TO BE DONE
Can you copy the lines from the one that contains "For every instance of the chewed" through the end of the material below, exactly and with nothing else?

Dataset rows

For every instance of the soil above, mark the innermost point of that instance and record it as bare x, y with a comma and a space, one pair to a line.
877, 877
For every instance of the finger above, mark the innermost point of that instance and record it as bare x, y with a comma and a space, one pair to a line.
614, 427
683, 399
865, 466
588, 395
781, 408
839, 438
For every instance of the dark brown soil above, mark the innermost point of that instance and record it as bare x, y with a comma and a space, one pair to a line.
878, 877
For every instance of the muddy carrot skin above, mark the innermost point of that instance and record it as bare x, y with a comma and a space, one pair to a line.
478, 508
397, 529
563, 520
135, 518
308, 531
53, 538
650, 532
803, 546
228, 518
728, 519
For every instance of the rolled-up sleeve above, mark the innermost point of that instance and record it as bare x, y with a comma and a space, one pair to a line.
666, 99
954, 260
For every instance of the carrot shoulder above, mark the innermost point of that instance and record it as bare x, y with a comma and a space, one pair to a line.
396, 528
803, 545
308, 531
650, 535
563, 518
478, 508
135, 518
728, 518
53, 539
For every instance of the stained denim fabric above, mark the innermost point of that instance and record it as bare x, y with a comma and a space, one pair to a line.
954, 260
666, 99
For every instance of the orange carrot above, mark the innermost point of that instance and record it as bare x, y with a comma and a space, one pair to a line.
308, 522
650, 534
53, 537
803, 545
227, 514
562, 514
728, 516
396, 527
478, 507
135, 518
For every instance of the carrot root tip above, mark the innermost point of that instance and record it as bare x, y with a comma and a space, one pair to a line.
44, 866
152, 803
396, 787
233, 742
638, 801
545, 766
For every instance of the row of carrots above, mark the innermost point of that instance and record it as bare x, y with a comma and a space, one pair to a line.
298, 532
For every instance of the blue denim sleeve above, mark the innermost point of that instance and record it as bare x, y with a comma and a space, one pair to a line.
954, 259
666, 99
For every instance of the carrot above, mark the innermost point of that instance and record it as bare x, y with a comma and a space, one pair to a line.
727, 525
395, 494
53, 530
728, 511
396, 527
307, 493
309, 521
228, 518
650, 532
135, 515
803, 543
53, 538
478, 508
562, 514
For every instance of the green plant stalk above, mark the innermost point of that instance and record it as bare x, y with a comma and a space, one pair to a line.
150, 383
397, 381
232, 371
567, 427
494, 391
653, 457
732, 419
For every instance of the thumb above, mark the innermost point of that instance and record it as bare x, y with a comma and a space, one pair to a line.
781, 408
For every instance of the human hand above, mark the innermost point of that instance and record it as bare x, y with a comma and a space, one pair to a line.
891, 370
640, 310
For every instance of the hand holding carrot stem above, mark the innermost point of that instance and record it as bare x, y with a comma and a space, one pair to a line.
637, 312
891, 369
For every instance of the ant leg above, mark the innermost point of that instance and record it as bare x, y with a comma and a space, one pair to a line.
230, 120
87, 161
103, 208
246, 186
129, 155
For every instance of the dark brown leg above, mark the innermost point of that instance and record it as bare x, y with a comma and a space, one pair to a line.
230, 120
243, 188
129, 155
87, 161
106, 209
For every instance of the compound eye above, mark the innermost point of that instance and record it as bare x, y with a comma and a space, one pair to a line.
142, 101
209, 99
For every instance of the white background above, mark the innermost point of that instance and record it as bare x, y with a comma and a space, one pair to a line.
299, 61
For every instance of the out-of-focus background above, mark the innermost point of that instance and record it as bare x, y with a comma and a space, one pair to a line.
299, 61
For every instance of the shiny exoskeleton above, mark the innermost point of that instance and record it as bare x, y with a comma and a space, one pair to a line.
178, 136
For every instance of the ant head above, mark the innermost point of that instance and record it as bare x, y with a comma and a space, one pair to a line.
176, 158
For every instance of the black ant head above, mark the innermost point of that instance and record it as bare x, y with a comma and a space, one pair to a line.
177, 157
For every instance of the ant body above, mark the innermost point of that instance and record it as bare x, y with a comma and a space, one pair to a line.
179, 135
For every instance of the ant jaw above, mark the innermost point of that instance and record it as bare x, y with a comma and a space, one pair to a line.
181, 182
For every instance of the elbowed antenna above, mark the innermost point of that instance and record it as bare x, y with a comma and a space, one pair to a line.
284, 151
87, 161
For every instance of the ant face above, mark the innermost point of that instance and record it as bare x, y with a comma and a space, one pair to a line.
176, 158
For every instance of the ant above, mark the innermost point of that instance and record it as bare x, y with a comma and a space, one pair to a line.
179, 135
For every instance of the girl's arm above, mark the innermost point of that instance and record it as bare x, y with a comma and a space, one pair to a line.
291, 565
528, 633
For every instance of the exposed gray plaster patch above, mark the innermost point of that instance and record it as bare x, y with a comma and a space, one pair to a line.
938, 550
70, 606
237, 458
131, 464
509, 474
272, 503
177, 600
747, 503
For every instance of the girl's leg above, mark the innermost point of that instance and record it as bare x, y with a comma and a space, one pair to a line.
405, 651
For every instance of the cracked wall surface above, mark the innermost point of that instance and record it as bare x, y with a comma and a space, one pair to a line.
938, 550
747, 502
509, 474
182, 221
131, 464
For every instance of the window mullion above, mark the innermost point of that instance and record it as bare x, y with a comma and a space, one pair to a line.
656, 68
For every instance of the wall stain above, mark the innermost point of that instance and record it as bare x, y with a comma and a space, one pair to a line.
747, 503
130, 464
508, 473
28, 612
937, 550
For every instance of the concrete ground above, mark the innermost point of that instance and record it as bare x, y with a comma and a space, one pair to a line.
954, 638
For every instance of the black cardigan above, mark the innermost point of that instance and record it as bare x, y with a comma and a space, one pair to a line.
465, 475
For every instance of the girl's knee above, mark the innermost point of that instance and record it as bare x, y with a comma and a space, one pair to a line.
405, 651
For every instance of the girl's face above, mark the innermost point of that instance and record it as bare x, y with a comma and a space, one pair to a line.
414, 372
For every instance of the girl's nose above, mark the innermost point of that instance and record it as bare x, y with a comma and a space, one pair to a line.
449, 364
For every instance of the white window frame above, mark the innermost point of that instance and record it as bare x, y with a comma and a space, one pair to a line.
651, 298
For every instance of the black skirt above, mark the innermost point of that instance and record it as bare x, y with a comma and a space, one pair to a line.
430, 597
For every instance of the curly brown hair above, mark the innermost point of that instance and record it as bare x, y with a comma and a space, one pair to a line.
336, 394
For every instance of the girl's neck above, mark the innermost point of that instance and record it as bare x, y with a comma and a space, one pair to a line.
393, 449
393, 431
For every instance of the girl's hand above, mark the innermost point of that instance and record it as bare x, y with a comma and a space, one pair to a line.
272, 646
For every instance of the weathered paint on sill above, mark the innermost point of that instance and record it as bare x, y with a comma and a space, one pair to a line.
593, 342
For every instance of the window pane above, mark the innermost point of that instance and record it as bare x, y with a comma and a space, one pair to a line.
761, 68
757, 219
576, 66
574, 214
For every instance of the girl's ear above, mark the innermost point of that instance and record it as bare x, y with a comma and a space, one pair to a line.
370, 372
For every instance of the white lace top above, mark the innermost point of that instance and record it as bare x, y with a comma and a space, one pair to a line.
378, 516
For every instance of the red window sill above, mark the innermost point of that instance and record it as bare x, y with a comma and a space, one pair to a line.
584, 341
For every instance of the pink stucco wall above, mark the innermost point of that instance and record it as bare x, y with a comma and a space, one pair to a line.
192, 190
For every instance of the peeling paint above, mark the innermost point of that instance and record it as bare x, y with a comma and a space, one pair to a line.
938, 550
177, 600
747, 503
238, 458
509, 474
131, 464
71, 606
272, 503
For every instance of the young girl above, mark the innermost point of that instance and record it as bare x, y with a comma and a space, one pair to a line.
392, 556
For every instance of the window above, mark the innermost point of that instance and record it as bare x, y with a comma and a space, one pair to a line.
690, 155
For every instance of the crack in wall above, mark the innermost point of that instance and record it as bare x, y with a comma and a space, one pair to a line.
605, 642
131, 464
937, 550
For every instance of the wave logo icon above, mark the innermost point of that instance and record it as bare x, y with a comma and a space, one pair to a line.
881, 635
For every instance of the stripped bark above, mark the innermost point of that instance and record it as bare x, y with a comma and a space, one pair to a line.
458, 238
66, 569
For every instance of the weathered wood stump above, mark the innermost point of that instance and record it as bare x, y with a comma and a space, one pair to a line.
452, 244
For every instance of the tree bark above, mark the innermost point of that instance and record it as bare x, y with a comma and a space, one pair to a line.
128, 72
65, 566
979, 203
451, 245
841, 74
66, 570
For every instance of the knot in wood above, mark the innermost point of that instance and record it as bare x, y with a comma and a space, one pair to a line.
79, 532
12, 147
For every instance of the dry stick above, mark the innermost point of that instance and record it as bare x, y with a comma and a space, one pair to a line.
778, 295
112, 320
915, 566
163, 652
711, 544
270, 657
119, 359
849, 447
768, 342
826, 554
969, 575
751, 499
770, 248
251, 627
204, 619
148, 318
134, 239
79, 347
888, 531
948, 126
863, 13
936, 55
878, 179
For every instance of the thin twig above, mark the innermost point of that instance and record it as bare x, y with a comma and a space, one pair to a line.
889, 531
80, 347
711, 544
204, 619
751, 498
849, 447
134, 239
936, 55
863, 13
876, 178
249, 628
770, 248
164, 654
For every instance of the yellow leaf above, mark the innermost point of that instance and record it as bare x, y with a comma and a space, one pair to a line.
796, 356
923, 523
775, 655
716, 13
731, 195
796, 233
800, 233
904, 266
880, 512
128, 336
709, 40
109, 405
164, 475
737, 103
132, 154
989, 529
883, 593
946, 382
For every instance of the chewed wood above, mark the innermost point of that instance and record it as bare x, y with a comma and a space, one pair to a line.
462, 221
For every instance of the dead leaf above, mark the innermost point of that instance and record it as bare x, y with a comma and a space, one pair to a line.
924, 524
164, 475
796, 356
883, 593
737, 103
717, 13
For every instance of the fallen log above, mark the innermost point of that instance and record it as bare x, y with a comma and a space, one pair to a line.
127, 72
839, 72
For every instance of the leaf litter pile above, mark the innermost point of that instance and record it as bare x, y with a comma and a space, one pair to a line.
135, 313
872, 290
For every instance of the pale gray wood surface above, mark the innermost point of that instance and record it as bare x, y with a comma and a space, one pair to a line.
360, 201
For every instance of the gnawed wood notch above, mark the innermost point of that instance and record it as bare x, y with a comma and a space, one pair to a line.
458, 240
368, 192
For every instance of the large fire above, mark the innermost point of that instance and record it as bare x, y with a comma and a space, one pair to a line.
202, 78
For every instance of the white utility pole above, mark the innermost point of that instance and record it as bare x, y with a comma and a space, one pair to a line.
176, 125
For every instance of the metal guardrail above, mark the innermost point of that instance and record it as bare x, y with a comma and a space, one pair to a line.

THE RESULT
For every instance of the chewed wood above, mark the innermost point of that instance and record it as bare x, y with a comma and a space, one pair to a line.
462, 221
For every instance of the dead leaf above, mark the innermost point of that instance and record it as bare x, y with a comma and a space, one pair to a line.
924, 524
164, 475
796, 356
883, 593
737, 103
717, 13
For every instance of the fallen log above, mark the innermost point of that instance and record it as bare x, y with a comma and a space, one pair to a line.
127, 72
839, 72
For every instance of the leaf litter pile above, mark the innermost point of that instance and record it as bare x, y with a comma and a space, one pair to a line.
135, 313
872, 290
For every instance of the pale gray wood surface above, mark the innermost point of that instance and record it as bare x, y with a comma and a space, one pair to a line.
360, 201
For every instance of the gnawed wood notch above, mark the innermost point of that instance and record it as bare x, y with a comma and a space, one pair to a line.
458, 240
368, 192
For every instance of the large fire above, mark the innermost point of that instance and record it as bare x, y with a comma and a space, one pair to a line.
202, 78
For every instance of the white utility pole above, mark the innermost point of that instance and record it as bare x, y with a comma and a space, one pair to a line.
176, 125
For every instance of the metal guardrail above, mark the innermost point of that instance and record it as bare x, y with a comma and a space, one pair to a line.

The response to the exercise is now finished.